>> start Material shown
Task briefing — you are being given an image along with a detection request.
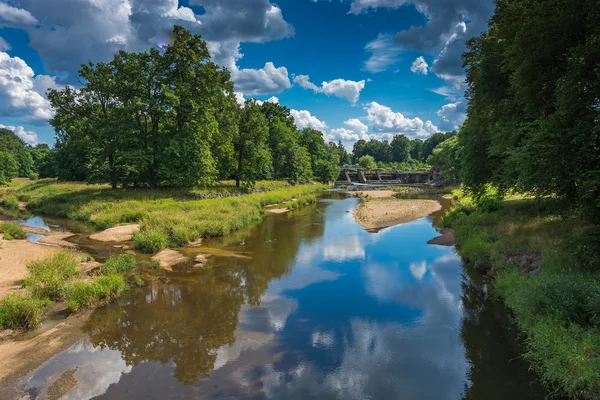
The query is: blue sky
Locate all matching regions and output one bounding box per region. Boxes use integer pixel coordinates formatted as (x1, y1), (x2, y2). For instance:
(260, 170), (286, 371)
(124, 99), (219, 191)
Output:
(0, 0), (493, 147)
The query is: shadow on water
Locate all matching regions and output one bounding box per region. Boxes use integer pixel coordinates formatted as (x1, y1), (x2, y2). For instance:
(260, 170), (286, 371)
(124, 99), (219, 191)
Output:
(11, 192), (560, 400)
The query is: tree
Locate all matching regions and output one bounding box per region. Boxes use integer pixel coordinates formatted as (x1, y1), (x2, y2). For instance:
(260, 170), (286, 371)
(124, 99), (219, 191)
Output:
(0, 151), (19, 185)
(235, 100), (271, 189)
(0, 128), (34, 177)
(358, 155), (377, 169)
(390, 135), (410, 163)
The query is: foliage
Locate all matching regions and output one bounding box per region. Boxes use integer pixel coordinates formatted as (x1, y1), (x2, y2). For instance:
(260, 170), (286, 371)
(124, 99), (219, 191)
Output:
(23, 253), (79, 301)
(459, 0), (600, 216)
(68, 274), (127, 312)
(0, 222), (27, 240)
(100, 254), (136, 274)
(358, 155), (377, 169)
(0, 293), (44, 329)
(442, 191), (600, 398)
(0, 128), (34, 179)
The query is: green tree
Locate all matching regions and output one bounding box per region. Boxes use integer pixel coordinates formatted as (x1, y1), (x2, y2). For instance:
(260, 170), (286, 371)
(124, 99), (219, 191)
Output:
(235, 100), (271, 189)
(358, 155), (377, 169)
(390, 135), (410, 163)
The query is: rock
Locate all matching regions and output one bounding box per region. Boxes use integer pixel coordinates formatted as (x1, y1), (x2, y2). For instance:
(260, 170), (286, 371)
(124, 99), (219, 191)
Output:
(90, 224), (140, 242)
(267, 208), (290, 214)
(194, 254), (210, 268)
(427, 228), (456, 246)
(38, 232), (75, 248)
(152, 249), (189, 271)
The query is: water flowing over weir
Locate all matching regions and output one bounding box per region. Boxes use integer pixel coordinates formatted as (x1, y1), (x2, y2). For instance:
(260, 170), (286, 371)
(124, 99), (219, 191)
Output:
(11, 194), (547, 399)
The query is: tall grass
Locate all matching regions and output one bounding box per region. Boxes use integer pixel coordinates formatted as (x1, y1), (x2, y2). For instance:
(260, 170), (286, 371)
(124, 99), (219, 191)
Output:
(442, 193), (600, 399)
(0, 222), (27, 240)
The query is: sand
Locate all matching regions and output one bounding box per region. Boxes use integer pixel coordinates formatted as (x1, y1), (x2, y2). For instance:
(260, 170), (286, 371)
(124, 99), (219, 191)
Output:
(0, 240), (64, 297)
(354, 195), (442, 230)
(90, 224), (140, 242)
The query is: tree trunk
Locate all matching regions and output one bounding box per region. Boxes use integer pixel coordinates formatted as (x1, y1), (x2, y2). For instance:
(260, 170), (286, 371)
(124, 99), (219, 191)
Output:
(108, 153), (117, 190)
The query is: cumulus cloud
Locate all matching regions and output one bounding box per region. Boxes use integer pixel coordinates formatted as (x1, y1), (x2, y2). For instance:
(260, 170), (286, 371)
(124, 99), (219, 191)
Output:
(294, 75), (365, 104)
(330, 118), (369, 142)
(0, 36), (12, 51)
(0, 52), (58, 121)
(0, 3), (38, 25)
(437, 99), (467, 130)
(0, 124), (37, 145)
(365, 101), (439, 137)
(410, 56), (429, 75)
(349, 0), (494, 91)
(5, 0), (294, 81)
(207, 41), (292, 96)
(364, 34), (400, 73)
(290, 110), (327, 132)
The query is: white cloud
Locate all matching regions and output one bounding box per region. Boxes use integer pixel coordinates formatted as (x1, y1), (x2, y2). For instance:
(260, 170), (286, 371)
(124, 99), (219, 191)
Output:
(437, 99), (467, 130)
(290, 110), (327, 131)
(365, 101), (439, 137)
(330, 118), (369, 142)
(0, 124), (37, 145)
(294, 75), (365, 104)
(0, 3), (38, 25)
(0, 52), (58, 120)
(0, 36), (12, 51)
(364, 34), (400, 73)
(207, 41), (292, 96)
(410, 56), (429, 75)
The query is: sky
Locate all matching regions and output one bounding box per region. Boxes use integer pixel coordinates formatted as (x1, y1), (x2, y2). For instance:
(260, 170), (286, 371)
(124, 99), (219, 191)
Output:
(0, 0), (494, 148)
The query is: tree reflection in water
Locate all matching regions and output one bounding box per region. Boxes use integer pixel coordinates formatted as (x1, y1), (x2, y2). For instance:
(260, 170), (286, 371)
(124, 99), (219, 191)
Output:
(84, 205), (324, 385)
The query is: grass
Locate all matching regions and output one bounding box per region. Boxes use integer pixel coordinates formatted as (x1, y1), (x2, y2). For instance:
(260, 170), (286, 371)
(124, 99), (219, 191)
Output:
(0, 294), (45, 329)
(0, 222), (27, 240)
(442, 192), (600, 399)
(23, 253), (79, 301)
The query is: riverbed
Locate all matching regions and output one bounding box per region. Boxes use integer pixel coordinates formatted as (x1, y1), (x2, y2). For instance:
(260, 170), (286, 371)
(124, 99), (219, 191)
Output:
(0, 194), (548, 400)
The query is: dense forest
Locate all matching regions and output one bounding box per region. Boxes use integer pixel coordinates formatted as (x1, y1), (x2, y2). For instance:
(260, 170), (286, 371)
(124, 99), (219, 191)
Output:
(0, 26), (456, 188)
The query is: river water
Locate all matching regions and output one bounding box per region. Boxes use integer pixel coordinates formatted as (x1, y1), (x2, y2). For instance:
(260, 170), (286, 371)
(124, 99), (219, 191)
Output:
(16, 195), (547, 400)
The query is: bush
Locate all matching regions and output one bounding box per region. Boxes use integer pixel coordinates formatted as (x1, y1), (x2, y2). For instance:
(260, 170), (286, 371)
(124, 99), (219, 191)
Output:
(24, 253), (79, 301)
(100, 254), (135, 275)
(68, 274), (127, 312)
(565, 226), (600, 271)
(0, 222), (27, 240)
(133, 230), (169, 253)
(0, 196), (19, 210)
(0, 294), (44, 329)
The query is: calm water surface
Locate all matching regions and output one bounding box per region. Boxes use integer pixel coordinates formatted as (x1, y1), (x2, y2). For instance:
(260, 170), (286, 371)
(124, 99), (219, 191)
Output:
(22, 197), (547, 400)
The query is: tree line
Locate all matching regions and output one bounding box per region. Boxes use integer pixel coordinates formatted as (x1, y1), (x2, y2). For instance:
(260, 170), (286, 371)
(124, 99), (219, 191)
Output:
(36, 26), (347, 188)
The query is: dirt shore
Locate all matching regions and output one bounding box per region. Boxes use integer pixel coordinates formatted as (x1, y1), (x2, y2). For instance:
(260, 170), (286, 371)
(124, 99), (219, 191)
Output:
(0, 240), (64, 298)
(354, 190), (442, 230)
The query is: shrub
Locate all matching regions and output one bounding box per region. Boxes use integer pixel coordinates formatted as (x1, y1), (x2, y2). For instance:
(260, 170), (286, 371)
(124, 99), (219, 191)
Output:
(24, 253), (79, 301)
(0, 294), (44, 329)
(133, 230), (169, 253)
(68, 274), (127, 312)
(0, 196), (19, 210)
(0, 222), (27, 240)
(100, 254), (135, 275)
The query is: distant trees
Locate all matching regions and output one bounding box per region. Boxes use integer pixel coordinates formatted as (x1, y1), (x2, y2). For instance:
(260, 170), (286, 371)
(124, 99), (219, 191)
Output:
(459, 0), (600, 217)
(48, 26), (347, 188)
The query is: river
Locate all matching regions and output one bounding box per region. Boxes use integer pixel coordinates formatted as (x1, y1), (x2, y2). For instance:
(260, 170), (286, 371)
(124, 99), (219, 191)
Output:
(14, 194), (547, 400)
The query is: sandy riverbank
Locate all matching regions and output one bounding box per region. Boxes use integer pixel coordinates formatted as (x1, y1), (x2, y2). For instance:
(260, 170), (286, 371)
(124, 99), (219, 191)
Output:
(354, 190), (442, 230)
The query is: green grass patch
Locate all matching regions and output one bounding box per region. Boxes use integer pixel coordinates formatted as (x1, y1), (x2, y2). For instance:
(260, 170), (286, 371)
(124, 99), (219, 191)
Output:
(441, 192), (600, 399)
(0, 222), (27, 240)
(24, 253), (79, 301)
(0, 294), (45, 329)
(100, 254), (136, 275)
(68, 274), (127, 312)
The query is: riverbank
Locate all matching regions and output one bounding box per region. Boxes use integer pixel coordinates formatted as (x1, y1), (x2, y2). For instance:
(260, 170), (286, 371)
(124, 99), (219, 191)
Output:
(0, 180), (326, 253)
(442, 192), (600, 399)
(354, 190), (442, 230)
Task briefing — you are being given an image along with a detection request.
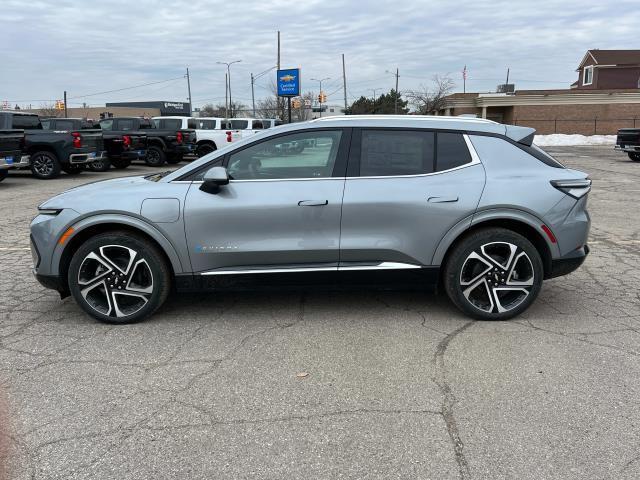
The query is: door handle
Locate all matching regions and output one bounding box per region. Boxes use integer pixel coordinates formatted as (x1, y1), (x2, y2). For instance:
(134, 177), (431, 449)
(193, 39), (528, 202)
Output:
(427, 195), (458, 203)
(298, 200), (329, 207)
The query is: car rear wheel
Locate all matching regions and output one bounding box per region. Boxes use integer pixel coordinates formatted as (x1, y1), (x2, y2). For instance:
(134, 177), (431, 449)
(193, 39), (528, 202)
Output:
(444, 228), (544, 320)
(110, 158), (131, 170)
(145, 146), (167, 167)
(89, 158), (111, 172)
(68, 231), (171, 323)
(31, 151), (60, 180)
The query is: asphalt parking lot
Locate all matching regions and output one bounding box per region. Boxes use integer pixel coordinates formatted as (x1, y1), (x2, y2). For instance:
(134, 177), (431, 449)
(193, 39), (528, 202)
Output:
(0, 147), (640, 479)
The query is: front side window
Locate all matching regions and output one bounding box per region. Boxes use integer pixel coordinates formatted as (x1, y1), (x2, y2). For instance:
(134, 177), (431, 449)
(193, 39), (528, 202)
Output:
(582, 66), (593, 85)
(436, 132), (471, 172)
(227, 130), (342, 180)
(360, 130), (435, 177)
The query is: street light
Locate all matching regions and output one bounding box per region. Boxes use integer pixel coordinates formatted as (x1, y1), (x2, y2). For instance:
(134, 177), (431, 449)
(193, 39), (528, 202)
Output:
(309, 77), (331, 118)
(216, 60), (242, 117)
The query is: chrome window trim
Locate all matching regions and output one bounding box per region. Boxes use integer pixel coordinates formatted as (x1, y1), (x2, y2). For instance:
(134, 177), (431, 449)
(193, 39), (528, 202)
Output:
(169, 133), (482, 185)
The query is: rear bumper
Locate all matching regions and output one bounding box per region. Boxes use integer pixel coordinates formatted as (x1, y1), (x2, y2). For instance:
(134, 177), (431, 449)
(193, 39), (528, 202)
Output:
(546, 245), (590, 278)
(613, 145), (640, 152)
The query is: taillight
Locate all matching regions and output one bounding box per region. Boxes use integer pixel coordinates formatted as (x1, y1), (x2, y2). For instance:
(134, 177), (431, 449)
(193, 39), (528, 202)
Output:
(71, 132), (82, 148)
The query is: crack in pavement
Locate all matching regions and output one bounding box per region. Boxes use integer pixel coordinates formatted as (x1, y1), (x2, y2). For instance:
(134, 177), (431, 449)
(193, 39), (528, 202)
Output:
(433, 320), (475, 480)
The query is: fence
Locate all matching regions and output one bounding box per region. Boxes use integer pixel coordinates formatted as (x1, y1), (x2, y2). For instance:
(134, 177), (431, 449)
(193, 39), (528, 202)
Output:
(513, 117), (640, 135)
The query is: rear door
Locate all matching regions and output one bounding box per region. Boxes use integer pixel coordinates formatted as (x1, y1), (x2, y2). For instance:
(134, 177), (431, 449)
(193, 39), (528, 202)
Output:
(340, 129), (485, 269)
(184, 129), (350, 275)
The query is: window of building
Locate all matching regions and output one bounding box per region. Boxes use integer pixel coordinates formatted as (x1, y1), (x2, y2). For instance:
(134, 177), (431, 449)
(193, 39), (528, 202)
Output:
(360, 130), (435, 177)
(582, 65), (593, 85)
(227, 130), (342, 180)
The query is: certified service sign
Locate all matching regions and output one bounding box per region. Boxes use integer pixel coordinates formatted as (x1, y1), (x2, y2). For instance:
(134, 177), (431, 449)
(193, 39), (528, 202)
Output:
(276, 68), (300, 97)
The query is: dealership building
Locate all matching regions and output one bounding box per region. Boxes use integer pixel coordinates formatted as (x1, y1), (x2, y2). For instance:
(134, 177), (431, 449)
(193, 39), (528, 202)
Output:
(438, 50), (640, 135)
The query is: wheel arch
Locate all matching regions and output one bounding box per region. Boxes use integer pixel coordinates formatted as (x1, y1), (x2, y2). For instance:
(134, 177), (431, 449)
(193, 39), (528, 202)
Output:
(432, 210), (560, 278)
(51, 215), (184, 290)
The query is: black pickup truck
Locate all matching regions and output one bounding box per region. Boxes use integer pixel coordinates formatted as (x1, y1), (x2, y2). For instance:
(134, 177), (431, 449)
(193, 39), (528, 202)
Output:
(613, 128), (640, 162)
(0, 130), (24, 182)
(40, 118), (122, 172)
(0, 111), (103, 179)
(100, 117), (196, 167)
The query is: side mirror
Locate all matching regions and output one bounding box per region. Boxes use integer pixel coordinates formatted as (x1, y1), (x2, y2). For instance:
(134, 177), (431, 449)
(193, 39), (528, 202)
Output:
(200, 167), (229, 193)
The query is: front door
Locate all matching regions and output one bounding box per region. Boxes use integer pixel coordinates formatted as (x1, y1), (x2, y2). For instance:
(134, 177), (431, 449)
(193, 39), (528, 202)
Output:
(340, 129), (485, 270)
(184, 129), (348, 274)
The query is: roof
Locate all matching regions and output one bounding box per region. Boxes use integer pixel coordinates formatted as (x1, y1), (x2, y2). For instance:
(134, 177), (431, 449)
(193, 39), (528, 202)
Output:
(578, 49), (640, 70)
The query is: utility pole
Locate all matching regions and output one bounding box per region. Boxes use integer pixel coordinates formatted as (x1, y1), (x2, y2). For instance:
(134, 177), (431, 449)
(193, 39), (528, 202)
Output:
(251, 73), (256, 118)
(187, 67), (193, 116)
(216, 60), (242, 118)
(309, 77), (331, 118)
(224, 73), (229, 118)
(342, 53), (347, 113)
(393, 67), (400, 115)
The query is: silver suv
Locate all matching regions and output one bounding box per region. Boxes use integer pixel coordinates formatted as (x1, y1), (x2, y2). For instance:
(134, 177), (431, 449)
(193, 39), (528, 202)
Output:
(31, 116), (591, 323)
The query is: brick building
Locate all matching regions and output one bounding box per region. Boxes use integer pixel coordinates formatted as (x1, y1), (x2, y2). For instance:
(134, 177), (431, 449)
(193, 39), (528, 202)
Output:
(438, 50), (640, 135)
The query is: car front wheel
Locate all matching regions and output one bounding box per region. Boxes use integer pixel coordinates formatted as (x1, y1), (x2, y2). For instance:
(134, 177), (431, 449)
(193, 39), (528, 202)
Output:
(68, 232), (171, 323)
(444, 228), (544, 320)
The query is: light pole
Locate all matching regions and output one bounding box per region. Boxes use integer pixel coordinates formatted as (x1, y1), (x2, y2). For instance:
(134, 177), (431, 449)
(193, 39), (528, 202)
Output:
(309, 77), (331, 118)
(216, 60), (242, 117)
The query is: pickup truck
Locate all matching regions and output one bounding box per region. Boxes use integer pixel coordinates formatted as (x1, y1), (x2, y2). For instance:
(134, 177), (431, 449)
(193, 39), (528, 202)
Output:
(0, 130), (24, 182)
(40, 118), (116, 172)
(100, 117), (196, 167)
(0, 111), (104, 180)
(153, 116), (240, 157)
(613, 128), (640, 162)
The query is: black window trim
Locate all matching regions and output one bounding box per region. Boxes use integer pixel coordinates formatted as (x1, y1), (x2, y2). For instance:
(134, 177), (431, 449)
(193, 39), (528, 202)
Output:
(346, 127), (480, 180)
(172, 127), (354, 183)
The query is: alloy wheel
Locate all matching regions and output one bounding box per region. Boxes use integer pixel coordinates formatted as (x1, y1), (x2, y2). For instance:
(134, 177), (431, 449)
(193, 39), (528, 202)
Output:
(460, 242), (535, 313)
(78, 245), (154, 319)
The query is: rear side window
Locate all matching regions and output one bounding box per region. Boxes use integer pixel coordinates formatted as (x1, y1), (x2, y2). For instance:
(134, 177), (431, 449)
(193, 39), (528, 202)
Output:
(12, 115), (42, 130)
(360, 130), (435, 177)
(436, 132), (471, 172)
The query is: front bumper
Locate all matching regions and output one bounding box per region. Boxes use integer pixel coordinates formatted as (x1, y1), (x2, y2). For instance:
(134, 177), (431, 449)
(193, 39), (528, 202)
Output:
(546, 245), (590, 278)
(613, 145), (640, 152)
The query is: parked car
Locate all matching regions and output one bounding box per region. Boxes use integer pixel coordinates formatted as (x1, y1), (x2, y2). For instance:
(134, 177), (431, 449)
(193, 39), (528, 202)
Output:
(614, 128), (640, 162)
(98, 118), (148, 170)
(40, 117), (111, 172)
(31, 115), (591, 323)
(0, 130), (28, 182)
(153, 117), (239, 157)
(0, 111), (104, 179)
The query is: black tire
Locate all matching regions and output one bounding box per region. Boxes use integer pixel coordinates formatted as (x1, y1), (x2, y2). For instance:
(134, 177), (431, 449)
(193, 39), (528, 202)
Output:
(89, 158), (111, 172)
(196, 143), (216, 157)
(144, 145), (167, 167)
(30, 150), (61, 180)
(167, 153), (184, 165)
(62, 163), (87, 175)
(67, 231), (171, 324)
(443, 228), (544, 320)
(109, 158), (131, 170)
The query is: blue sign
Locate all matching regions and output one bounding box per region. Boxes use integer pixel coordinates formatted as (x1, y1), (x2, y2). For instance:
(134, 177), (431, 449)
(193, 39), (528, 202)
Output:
(276, 68), (300, 97)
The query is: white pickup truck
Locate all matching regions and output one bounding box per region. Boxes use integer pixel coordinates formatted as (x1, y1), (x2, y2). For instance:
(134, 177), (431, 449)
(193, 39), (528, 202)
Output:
(153, 116), (242, 157)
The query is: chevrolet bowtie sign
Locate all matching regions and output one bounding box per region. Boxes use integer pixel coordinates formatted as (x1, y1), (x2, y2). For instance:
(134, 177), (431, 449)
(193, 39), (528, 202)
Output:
(276, 68), (300, 97)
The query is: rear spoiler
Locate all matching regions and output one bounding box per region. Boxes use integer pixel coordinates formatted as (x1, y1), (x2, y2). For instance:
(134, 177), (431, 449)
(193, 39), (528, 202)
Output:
(504, 125), (536, 147)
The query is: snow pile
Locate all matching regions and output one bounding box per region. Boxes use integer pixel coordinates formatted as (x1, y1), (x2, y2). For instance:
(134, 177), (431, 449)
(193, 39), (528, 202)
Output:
(533, 133), (616, 147)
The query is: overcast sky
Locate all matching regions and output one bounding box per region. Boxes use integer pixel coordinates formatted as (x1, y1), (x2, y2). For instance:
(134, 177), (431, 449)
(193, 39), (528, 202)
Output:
(0, 0), (640, 108)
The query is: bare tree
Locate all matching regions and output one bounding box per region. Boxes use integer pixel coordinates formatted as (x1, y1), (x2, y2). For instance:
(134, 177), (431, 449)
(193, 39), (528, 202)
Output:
(406, 74), (456, 115)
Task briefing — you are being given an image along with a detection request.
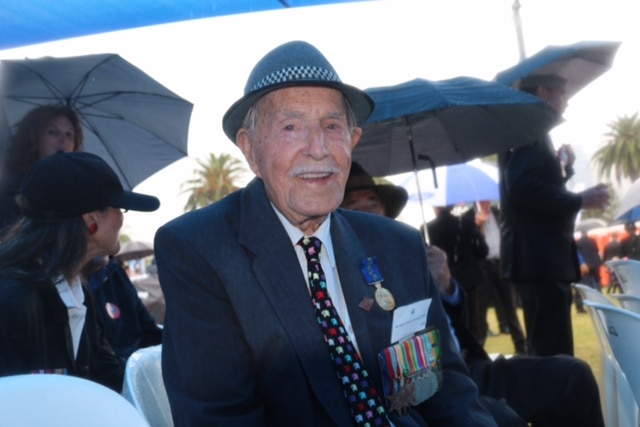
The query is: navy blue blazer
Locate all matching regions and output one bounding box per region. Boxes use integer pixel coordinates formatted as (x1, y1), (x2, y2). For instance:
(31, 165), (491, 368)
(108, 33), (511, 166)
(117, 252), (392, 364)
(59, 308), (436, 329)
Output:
(154, 178), (495, 427)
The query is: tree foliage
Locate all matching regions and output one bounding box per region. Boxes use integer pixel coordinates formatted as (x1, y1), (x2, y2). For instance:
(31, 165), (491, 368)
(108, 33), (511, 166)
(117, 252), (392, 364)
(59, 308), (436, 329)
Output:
(591, 113), (640, 183)
(181, 154), (246, 212)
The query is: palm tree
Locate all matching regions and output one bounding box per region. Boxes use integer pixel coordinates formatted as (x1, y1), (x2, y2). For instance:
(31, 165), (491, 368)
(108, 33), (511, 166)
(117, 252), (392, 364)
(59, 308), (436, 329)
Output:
(181, 154), (246, 212)
(591, 113), (640, 183)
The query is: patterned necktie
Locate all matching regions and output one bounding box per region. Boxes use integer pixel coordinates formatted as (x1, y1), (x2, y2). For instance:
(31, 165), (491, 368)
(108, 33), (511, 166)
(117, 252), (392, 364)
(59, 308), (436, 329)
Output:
(298, 237), (389, 427)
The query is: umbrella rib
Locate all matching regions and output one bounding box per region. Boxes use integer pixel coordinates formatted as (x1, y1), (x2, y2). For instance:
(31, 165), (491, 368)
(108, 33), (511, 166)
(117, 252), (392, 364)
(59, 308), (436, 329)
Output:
(67, 56), (116, 103)
(8, 62), (68, 104)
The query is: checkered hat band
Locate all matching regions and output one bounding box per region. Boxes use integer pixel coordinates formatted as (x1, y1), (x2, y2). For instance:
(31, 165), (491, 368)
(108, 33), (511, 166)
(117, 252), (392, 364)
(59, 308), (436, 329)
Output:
(248, 66), (340, 92)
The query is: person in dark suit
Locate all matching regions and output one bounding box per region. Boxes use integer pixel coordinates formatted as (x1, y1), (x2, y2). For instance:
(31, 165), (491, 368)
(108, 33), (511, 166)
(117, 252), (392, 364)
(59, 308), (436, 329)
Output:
(427, 206), (489, 343)
(343, 171), (604, 427)
(499, 75), (609, 356)
(154, 41), (495, 427)
(0, 152), (160, 392)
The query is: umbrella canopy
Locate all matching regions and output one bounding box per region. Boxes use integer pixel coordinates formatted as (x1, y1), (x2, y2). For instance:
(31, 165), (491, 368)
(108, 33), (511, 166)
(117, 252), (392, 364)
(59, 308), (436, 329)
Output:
(576, 218), (608, 232)
(0, 54), (193, 189)
(115, 240), (154, 261)
(615, 179), (640, 222)
(390, 160), (500, 206)
(495, 41), (620, 98)
(353, 77), (559, 176)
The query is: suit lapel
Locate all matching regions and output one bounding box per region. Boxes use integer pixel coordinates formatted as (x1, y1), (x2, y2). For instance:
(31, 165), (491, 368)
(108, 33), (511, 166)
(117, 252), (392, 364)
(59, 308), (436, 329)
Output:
(238, 179), (352, 425)
(331, 211), (393, 390)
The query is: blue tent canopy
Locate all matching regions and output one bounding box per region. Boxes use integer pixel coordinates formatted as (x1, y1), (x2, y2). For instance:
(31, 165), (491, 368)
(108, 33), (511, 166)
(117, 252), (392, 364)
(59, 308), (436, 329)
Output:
(0, 0), (362, 49)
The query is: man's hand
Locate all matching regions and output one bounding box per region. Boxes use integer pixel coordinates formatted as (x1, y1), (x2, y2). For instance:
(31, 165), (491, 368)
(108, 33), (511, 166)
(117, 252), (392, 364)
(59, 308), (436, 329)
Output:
(427, 246), (455, 295)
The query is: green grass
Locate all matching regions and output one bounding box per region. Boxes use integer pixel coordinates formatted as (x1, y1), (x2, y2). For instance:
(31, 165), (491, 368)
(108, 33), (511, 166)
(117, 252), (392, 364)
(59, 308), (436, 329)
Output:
(484, 305), (600, 378)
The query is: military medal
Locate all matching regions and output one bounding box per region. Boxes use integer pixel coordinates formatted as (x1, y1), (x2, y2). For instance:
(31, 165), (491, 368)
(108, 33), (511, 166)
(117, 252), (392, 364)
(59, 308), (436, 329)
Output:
(361, 257), (396, 311)
(378, 330), (442, 415)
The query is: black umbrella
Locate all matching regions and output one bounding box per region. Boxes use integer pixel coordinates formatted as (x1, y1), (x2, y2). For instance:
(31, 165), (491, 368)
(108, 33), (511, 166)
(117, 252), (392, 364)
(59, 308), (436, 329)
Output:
(353, 77), (559, 176)
(0, 54), (193, 189)
(496, 41), (620, 97)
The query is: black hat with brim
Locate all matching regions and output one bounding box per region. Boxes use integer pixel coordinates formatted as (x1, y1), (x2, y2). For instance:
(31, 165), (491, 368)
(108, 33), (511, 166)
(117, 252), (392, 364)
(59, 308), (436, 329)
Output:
(345, 162), (409, 218)
(222, 41), (374, 143)
(16, 152), (160, 219)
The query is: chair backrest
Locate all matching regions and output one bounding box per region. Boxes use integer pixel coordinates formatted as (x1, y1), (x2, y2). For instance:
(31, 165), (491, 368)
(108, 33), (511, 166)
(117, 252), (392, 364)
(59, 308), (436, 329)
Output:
(122, 344), (173, 427)
(573, 283), (613, 305)
(605, 259), (640, 295)
(584, 300), (640, 405)
(0, 374), (149, 427)
(574, 283), (634, 426)
(611, 294), (640, 313)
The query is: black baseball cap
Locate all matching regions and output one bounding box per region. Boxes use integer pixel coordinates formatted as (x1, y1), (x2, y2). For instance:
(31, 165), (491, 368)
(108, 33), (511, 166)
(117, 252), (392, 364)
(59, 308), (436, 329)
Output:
(16, 152), (160, 219)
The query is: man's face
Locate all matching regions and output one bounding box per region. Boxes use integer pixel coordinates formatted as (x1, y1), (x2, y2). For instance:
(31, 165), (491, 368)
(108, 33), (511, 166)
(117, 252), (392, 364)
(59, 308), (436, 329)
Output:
(341, 188), (386, 216)
(236, 87), (362, 228)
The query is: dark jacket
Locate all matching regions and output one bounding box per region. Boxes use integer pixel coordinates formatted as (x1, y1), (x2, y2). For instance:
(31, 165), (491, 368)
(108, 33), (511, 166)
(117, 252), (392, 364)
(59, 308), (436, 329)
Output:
(89, 261), (162, 366)
(427, 210), (489, 290)
(499, 137), (582, 282)
(154, 178), (495, 427)
(0, 279), (124, 392)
>> end Material shown
Work to complete> Rewrite the lines from the one containing "The query is: black window trim" through the one containing "(0, 111), (104, 179)", replacing "Locate" with "Identify" and leaving everything else unchanged.

Written answer>
The query is: black window trim
Identify all matching regions and output one bounding box per region. Boxes use integer pixel coordinates formatted as (x1, y1), (x2, y2). For instance:
(134, 177), (431, 449)
(193, 39), (528, 202)
Output:
(346, 127), (480, 180)
(172, 127), (354, 183)
The query is: alloy wheel
Identify all matching regions and output one bounding box per region. Boxes use integer pixel coordinates formatted as (x1, y1), (x2, y2). For instance:
(134, 177), (431, 449)
(193, 39), (528, 202)
Output:
(460, 242), (535, 313)
(78, 245), (154, 319)
The query is: rear side window
Identify all matching regions and output one bounding box per region. Boxes use integer pixel coordinates formatted as (x1, y1), (x2, y2). For instance:
(134, 177), (431, 449)
(193, 39), (528, 202)
Output:
(12, 115), (42, 130)
(360, 130), (435, 177)
(436, 132), (471, 172)
The query is: front bumper
Identify all matching regions and output one bounding box per region. Boxes use integer pixel coordinates formatted as (x1, y1), (x2, y2). For instance:
(134, 177), (431, 449)
(193, 39), (528, 202)
Output:
(546, 245), (590, 278)
(613, 145), (640, 152)
The query is: parked car
Identify all matching regions and output one bounding box per region. Boxes use integer pixel coordinates formatted as (x1, y1), (x2, y2). For instance:
(134, 177), (431, 449)
(193, 39), (528, 202)
Output:
(614, 128), (640, 162)
(98, 118), (148, 170)
(40, 117), (111, 172)
(31, 115), (591, 323)
(0, 130), (28, 182)
(153, 117), (239, 157)
(0, 111), (104, 179)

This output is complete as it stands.